-- Given data --
┌──

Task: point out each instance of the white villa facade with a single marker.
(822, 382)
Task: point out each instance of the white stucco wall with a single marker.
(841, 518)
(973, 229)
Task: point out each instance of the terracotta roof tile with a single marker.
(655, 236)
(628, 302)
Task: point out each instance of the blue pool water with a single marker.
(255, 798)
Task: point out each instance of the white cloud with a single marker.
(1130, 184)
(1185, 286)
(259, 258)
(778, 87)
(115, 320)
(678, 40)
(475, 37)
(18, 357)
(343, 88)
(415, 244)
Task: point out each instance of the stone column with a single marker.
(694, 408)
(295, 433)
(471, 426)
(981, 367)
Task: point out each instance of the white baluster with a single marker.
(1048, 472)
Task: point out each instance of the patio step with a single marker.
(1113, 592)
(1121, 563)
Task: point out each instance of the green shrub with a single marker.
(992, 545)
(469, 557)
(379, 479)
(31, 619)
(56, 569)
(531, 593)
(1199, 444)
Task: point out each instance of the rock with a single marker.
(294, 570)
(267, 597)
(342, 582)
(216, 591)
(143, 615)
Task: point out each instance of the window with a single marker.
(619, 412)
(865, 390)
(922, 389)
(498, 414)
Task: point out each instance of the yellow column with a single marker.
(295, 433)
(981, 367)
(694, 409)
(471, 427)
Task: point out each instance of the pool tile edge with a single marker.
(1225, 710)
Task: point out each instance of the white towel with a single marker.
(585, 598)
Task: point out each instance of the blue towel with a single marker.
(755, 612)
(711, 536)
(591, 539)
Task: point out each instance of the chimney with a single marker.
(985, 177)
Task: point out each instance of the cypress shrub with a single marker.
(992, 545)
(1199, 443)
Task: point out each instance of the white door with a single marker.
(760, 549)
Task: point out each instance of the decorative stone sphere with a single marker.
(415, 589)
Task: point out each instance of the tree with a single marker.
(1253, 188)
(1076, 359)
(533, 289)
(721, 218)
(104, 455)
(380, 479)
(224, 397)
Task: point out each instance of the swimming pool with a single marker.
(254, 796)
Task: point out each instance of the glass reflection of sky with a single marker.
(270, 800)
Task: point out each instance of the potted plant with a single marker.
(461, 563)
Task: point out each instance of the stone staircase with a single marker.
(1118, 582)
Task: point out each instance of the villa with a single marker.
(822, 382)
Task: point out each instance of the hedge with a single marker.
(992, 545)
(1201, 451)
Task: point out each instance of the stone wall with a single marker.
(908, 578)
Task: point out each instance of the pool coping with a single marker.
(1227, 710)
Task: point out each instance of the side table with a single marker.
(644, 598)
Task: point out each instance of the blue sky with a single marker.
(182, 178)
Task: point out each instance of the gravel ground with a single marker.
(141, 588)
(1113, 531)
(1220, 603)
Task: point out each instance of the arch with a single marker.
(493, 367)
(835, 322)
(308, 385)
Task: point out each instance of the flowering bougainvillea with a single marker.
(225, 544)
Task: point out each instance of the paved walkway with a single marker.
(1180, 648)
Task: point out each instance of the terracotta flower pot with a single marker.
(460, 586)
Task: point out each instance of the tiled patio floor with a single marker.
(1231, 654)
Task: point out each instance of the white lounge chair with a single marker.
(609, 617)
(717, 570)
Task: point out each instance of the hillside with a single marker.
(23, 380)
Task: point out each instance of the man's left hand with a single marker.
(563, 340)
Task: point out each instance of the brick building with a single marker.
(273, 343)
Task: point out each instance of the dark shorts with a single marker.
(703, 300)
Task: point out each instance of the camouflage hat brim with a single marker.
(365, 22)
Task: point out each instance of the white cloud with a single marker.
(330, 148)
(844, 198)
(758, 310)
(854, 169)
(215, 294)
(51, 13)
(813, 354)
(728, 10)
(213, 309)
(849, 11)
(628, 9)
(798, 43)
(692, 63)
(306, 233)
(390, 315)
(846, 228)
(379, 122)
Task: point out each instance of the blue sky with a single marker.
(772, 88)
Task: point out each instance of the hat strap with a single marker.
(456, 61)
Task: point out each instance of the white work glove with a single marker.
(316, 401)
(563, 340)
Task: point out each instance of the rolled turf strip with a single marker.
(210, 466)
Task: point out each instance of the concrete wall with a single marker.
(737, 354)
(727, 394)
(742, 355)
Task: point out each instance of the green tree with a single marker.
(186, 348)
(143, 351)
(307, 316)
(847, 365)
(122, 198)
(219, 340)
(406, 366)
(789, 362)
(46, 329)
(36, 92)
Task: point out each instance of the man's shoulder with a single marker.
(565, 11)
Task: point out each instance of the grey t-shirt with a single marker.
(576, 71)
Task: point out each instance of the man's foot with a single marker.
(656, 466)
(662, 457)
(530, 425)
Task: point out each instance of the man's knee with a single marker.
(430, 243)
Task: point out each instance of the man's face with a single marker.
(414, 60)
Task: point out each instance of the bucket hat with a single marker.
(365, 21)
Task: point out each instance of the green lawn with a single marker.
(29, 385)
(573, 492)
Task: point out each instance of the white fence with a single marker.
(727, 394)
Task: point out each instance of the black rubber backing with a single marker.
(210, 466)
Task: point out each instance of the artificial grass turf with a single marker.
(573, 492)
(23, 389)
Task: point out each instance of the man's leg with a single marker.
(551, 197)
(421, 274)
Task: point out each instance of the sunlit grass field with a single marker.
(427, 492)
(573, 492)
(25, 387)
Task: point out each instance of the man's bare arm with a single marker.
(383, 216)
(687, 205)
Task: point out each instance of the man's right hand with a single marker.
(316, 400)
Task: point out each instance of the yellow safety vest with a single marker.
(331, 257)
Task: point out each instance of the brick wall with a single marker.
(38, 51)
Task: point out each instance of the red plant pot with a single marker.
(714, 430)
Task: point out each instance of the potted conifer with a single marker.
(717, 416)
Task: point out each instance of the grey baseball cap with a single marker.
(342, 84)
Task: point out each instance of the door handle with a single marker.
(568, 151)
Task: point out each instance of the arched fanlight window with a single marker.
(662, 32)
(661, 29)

└──

-- Problem details --
Please transcribe the records above in full, keeping every word.

-- Your solution --
Task: point out each instance of the white villa facade with a single marker.
(822, 382)
Task: point out each instance of the white stucco wall with a single marker.
(841, 518)
(973, 229)
Task: point out each instance of the terracotta roof tile with a single marker.
(655, 236)
(628, 302)
Task: point out each instance of the blue pool water with a single marker.
(255, 798)
Task: point out each instance of the white cloud with a single marker.
(1130, 184)
(1185, 286)
(259, 258)
(778, 87)
(115, 320)
(678, 40)
(475, 37)
(18, 357)
(343, 88)
(415, 244)
Task: point out each instance of the stone column with a single marker.
(694, 408)
(295, 433)
(471, 426)
(981, 367)
Task: point out each instance of the white baluster with a single marker.
(1048, 472)
Task: point out each instance of the patio step with a single marker.
(1113, 592)
(1121, 563)
Task: point out each instance of the green shrub with a single marker.
(992, 545)
(469, 557)
(379, 479)
(31, 619)
(56, 569)
(531, 593)
(1199, 444)
Task: point out each instance of the rock with a single marker.
(294, 570)
(267, 597)
(342, 582)
(216, 591)
(143, 615)
Task: point out each instance of the window with a single marker.
(619, 412)
(865, 390)
(922, 389)
(498, 414)
Task: point out each instance of the yellow column with a single marker.
(295, 433)
(981, 367)
(694, 409)
(471, 427)
Task: point out each instance of the pool tile edge with a single marker.
(1225, 710)
Task: point out each instance of the white towel with a single marker.
(585, 598)
Task: point out each instance of the blue towel with a single marker.
(755, 612)
(711, 536)
(591, 539)
Task: point out each instance of the chimney with a single marker.
(985, 177)
Task: point out each instance of the cypress shrub with a single marker.
(992, 545)
(1199, 443)
Task: point out each instance of the white door with a single marker.
(760, 549)
Task: point out each instance of the decorative stone sphere with a single marker.
(415, 589)
Task: point out each instance of the tree with a single marker.
(1253, 188)
(1076, 359)
(533, 289)
(721, 218)
(104, 455)
(380, 479)
(224, 397)
Task: point out each instance of the swimming pool with a single marker.
(254, 796)
Task: point out each instance of the glass reflection of sky with a single marker.
(270, 800)
Task: point out each instance of the potted plant with a single marker.
(461, 563)
Task: point out each instance of the stone staircase with a single marker.
(1118, 582)
Task: point out each instance of the villa with a single marker.
(822, 382)
Task: point out each instance of the hedge with a single marker.
(992, 545)
(1201, 451)
Task: point out each instance of the stone wall with a single marker.
(908, 578)
Task: point out each instance of the pool coping with a single marker.
(1227, 710)
Task: point out each instance of the side table with a single marker.
(644, 598)
Task: point out each instance of the blue sky with a single marker.
(182, 178)
Task: point out each instance of the gravel ground with a single marker.
(141, 588)
(1113, 531)
(1220, 603)
Task: point out each instance of the arch with a single marker.
(493, 367)
(835, 322)
(308, 385)
Task: point out each instance of the flowering bougainvillea with a single marker.
(225, 544)
Task: point out each instance of the paved walkway with a single marker.
(1180, 648)
Task: point out each instance of the terracotta flower pot with a single marker.
(460, 586)
Task: point out each instance of the tiled patio floor with a single marker.
(1231, 654)
Task: point out each instance of the white lounge chair with a single marker.
(609, 617)
(717, 570)
Task: point out each instance of the hillside with a single marker.
(23, 380)
Task: point out each instance of the man's left hand with a single marker.
(563, 340)
Task: point out each instance of the brick building with a single marker.
(273, 343)
Task: point out each instance of the dark shorts with a single marker.
(703, 300)
Task: point out each instance of the camouflage hat brim with a single marker.
(365, 22)
Task: point out each instance of the white cloud with a single marker.
(330, 148)
(844, 198)
(758, 310)
(854, 169)
(215, 294)
(51, 13)
(813, 354)
(728, 10)
(213, 309)
(849, 11)
(628, 9)
(798, 43)
(692, 63)
(306, 233)
(390, 315)
(846, 228)
(379, 122)
Task: point out each instance of the blue sky with a single marker.
(772, 88)
Task: point out each instance of the hat strap with a single marker.
(456, 61)
Task: point out each instance of the white work glove with a single marker.
(316, 401)
(563, 340)
Task: point out each instance of the rolled turf strip with a single marker.
(210, 466)
Task: point out each instance of the concrete wall with a single marker.
(737, 354)
(727, 394)
(742, 355)
Task: point out each instance of the green tree with a single marker.
(186, 348)
(143, 351)
(307, 316)
(847, 365)
(122, 198)
(219, 340)
(406, 366)
(789, 362)
(46, 329)
(36, 92)
Task: point out each instance of the man's shoulder with a single marker.
(565, 11)
Task: point out each instance of the grey t-shirt with a single marker.
(576, 71)
Task: point out each instance of the man's foot with a single marker.
(656, 466)
(662, 457)
(530, 425)
Task: point out each instance of the man's knee with a single marker.
(430, 243)
Task: point out each instance of the man's face with a single marker.
(414, 60)
Task: point out each instance of the bucket hat with a single marker.
(365, 21)
Task: point out each instance of the green lawn with a single marker.
(29, 385)
(573, 492)
Task: point out each instance of the white fence with a single marker.
(727, 394)
Task: point out each instance of the black rubber backing with a single marker.
(210, 466)
Task: point out each instance of the artificial grass turf with a single marker.
(573, 492)
(23, 389)
Task: point out each instance of the man's leg with a single marker.
(551, 197)
(421, 274)
Task: point out each instance of the sunlit grass field with a single marker.
(427, 492)
(573, 492)
(25, 387)
Task: point out each instance of the man's bare arm with a single marker.
(383, 216)
(687, 205)
Task: point out each instance of the man's right hand with a single marker.
(316, 400)
Task: point out each instance of the yellow safety vest with a single marker.
(331, 257)
Task: point out each instance of the brick wall with a single marker.
(38, 51)
Task: point out each instance of the red plant pot with a single marker.
(714, 430)
Task: point out each instance of the potted conifer with a single marker.
(717, 416)
Task: point out each instance of the grey baseball cap with a single marker.
(342, 84)
Task: point out each instance of the door handle with a single marker.
(568, 151)
Task: point out each instance of the arched fanlight window with a single marker.
(662, 32)
(661, 29)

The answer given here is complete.